(DATA EXTRACT begins)

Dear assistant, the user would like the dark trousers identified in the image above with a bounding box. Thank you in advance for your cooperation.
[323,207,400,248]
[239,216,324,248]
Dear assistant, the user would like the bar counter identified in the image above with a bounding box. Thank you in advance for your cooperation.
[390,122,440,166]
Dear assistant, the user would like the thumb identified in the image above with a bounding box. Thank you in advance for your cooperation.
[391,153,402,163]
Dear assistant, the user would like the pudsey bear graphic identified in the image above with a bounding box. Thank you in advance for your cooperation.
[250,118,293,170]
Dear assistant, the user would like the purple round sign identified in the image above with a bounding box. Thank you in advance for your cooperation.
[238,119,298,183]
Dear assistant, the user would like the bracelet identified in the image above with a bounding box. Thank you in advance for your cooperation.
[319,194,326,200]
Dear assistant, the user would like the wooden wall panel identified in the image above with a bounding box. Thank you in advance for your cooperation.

(DATA EXTRACT ends)

Retype all of the entries precisely as they are.

• ANSWER:
Dear assistant, the user would like the dark trousers identified in the image above with a bounding box. Thank you in advance for your cooperation.
[323,207,400,248]
[239,216,324,248]
Dear assistant, the user would like the bar counter identified in the image above with a bounding box. Thank you in advance for your cooperation.
[390,122,440,166]
Dear assistant, the user would like the thumb identified in the image above with a bounding box. Thank you in advance for your cooperation.
[391,153,402,163]
Dear assistant, the user would like the pudsey bear graphic identified in the image above with a bounding box. Thank you in advance for your cooperation.
[250,118,293,170]
Dear assistant, the user would like the purple round sign identified in the image above with a bounding box. Thank you in advance for your cooperation.
[238,119,298,183]
Dear assistant, the user would like the bracelet identified in the image above with a bounding box. Thank you in advance for your cooperation.
[319,194,326,200]
Dear assistant, the user would like the wooden wall panel identified in the image above with a bounding box. Thank you in advance for your cooperation.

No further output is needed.